• **GOAL OF THE EXERCISE**
Please rewrite the lines from the one with "Dataset curation — object class: church roof." up to and including the one with "[535,51,634,397]", shifting each bounding-box coordinate in them up by 12 and leaving everything else unchanged.

• **MATERIAL TO PROCESS**
--- Begin ---

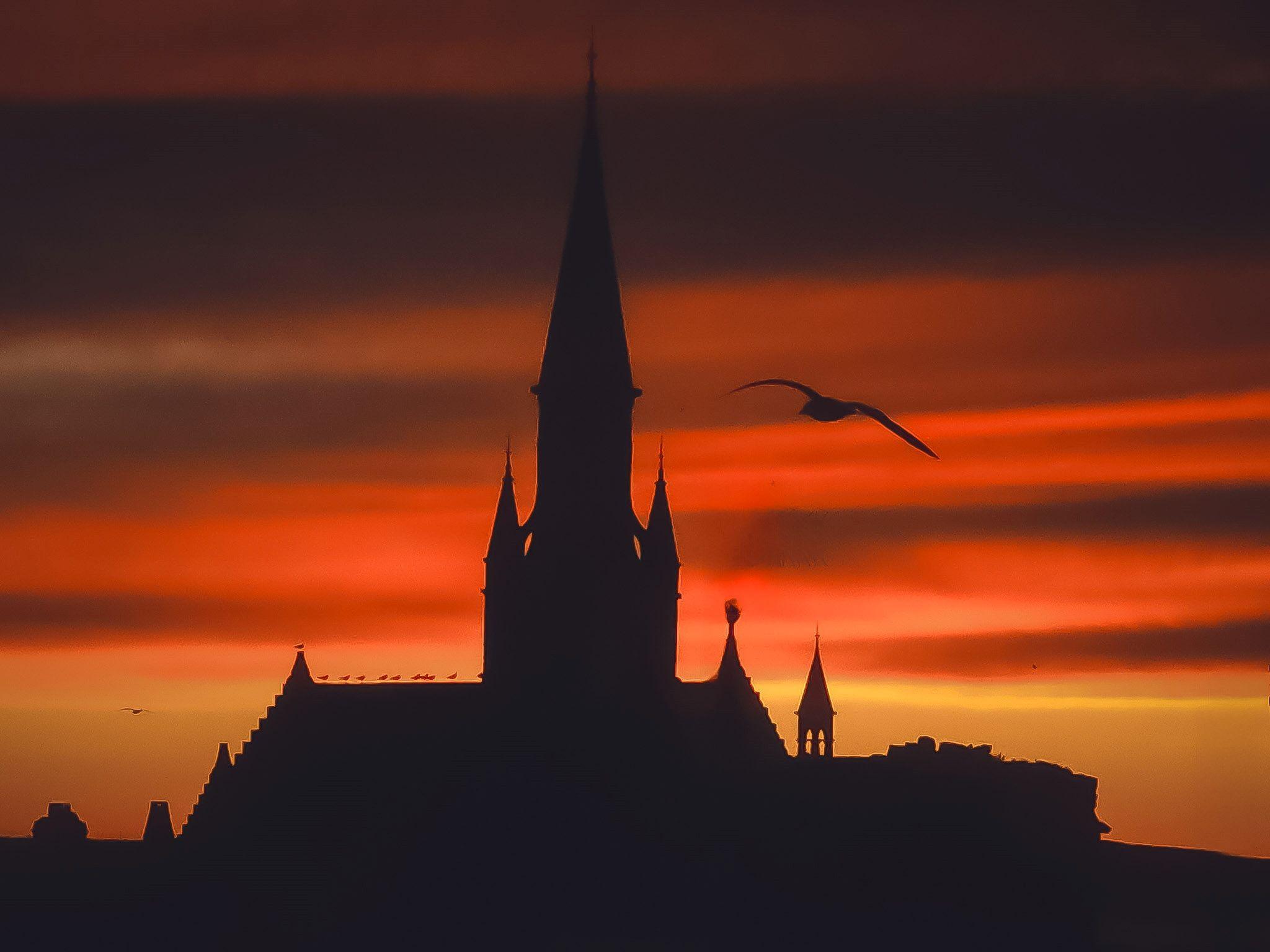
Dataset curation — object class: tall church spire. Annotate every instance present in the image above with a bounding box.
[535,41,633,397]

--- End ---
--- Begin ---

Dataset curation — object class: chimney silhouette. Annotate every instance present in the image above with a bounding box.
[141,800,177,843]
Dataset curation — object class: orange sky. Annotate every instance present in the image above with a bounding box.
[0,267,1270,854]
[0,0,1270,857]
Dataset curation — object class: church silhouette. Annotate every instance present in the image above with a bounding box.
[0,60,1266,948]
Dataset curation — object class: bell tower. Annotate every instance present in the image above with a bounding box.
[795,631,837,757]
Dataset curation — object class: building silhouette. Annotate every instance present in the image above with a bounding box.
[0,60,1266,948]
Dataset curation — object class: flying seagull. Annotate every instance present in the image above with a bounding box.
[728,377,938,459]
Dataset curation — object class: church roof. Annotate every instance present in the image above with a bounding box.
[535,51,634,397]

--- End ---

• **TASK ANSWER**
Dataset curation — object class: church roof. Annotate every instance present in the image above with a bounding box.
[547,63,646,409]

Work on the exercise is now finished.